"""

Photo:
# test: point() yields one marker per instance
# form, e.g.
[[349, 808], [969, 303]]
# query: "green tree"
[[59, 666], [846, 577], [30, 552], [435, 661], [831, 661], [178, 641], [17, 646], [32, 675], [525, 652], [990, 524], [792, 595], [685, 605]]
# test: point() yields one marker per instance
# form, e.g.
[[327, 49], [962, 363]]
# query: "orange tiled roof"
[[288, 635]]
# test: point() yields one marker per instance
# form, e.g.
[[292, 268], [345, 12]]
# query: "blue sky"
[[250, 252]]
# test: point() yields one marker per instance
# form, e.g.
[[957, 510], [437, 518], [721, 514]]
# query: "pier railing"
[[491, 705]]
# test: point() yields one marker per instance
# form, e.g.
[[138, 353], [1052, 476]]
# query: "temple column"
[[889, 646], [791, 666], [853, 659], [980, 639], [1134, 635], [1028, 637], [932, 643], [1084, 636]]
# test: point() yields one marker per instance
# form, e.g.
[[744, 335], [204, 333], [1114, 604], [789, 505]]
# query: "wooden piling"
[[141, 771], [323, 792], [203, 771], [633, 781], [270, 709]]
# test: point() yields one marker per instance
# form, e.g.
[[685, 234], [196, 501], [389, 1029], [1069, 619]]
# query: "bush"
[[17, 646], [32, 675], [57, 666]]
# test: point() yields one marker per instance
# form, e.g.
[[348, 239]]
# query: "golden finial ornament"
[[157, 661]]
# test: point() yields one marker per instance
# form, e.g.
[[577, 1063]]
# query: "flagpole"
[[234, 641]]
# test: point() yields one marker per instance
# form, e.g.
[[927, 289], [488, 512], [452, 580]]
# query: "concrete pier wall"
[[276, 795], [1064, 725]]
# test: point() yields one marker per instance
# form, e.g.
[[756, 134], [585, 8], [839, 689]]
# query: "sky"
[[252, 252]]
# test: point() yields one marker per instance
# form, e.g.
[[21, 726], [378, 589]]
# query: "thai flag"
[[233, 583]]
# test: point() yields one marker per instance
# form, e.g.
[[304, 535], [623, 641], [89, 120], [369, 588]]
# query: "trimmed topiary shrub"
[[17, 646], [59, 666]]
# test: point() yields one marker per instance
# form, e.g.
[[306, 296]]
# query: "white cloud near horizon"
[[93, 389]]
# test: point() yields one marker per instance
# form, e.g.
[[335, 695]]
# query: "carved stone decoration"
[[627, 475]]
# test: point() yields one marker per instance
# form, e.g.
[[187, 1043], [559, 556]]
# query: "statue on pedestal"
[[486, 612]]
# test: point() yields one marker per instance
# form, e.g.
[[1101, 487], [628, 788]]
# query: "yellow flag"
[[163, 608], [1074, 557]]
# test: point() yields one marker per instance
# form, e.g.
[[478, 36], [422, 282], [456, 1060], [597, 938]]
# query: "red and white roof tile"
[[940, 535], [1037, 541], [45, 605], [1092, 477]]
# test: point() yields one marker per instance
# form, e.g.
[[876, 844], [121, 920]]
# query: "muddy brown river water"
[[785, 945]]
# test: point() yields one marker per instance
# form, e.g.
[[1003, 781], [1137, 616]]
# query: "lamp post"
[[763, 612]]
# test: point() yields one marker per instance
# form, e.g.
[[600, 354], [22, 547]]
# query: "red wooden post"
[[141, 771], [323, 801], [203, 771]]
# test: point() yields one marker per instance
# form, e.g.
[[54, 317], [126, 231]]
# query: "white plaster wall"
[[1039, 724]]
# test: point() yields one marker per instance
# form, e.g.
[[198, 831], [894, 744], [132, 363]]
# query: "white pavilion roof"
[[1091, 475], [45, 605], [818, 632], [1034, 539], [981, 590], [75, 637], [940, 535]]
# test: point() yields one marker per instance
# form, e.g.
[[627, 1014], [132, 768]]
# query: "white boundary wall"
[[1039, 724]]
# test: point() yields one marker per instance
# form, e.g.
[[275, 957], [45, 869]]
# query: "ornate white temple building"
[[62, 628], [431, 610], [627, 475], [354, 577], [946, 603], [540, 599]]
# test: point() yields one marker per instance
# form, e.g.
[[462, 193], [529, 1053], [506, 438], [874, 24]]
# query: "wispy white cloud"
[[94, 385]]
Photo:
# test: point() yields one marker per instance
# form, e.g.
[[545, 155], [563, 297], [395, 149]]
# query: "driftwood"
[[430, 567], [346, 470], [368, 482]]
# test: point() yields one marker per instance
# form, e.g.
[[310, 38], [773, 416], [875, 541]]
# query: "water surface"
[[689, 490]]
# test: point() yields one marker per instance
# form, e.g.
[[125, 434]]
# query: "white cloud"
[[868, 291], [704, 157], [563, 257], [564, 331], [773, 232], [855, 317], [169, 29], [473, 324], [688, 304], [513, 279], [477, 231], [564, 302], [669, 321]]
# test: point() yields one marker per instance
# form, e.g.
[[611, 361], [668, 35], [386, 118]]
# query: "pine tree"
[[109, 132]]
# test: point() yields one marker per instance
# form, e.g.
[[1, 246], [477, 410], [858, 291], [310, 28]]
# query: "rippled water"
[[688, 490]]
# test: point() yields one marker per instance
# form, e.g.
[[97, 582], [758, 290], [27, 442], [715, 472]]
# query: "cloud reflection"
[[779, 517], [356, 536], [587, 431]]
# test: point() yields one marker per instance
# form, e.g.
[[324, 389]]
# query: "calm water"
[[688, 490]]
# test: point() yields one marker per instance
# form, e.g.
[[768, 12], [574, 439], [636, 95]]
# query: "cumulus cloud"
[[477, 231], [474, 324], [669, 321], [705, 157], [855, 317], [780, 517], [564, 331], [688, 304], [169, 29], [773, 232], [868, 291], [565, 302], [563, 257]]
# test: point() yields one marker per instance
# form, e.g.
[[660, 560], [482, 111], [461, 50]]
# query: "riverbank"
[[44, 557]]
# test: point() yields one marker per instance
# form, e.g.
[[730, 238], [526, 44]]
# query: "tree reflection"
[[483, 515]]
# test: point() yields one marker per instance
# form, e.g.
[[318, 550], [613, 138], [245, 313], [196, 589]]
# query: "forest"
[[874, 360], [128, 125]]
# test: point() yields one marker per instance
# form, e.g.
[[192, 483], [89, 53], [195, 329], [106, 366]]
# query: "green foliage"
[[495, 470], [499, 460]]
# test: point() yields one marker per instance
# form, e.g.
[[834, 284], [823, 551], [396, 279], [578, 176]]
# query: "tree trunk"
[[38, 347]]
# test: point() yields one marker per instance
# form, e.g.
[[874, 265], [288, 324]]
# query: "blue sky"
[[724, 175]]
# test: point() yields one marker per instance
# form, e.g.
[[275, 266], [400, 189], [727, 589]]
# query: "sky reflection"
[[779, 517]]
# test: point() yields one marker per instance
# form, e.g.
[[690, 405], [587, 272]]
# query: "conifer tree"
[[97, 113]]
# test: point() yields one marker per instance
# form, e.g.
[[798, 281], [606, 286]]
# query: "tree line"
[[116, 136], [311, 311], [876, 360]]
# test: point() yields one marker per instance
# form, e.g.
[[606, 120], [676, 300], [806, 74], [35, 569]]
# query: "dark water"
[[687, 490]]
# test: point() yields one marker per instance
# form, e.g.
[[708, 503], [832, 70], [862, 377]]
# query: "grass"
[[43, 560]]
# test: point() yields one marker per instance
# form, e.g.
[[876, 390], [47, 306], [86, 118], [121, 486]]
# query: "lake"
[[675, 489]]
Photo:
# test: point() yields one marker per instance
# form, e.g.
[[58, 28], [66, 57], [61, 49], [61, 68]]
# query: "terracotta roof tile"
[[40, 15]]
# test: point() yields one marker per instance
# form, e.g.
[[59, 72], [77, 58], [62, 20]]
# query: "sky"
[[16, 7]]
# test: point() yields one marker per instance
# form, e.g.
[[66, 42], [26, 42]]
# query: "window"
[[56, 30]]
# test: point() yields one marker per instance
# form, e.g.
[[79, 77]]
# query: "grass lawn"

"""

## Exercise goal:
Update the data from its first line through the line containing "[[141, 771], [323, 792], [203, 771], [633, 781], [270, 709]]" by changing "temple column" to "stone pillar", leaving everything else unchanged, and give back only those lines.

## The answer:
Photo:
# test: point() yields one marker per instance
# form, e.g.
[[349, 808], [969, 303]]
# query: "green tree"
[[59, 666], [846, 577], [30, 552], [435, 661], [831, 661], [178, 641], [17, 646], [32, 675], [525, 652], [990, 524], [792, 595], [685, 605]]
# test: point() yields one marker per instance
# form, e.g.
[[327, 49], [962, 363]]
# query: "orange tiled roof"
[[288, 635]]
# test: point() yields one marker per instance
# form, e.g.
[[292, 268], [345, 12]]
# query: "blue sky"
[[250, 252]]
# test: point() yields one marker per instance
# form, e.g.
[[957, 510], [437, 518], [721, 514]]
# query: "pier railing"
[[491, 705]]
# test: point() yields one marker per instance
# form, e.g.
[[138, 353], [1052, 476]]
# query: "stone pillar"
[[889, 646], [791, 666], [853, 659], [980, 639], [1134, 635], [1028, 637], [932, 643], [1084, 636]]
# test: point() yields one marker per instance
# form, e.g.
[[744, 335], [204, 333], [1114, 604], [789, 505]]
# query: "wooden piling"
[[141, 771], [323, 792], [203, 771], [633, 781], [270, 709]]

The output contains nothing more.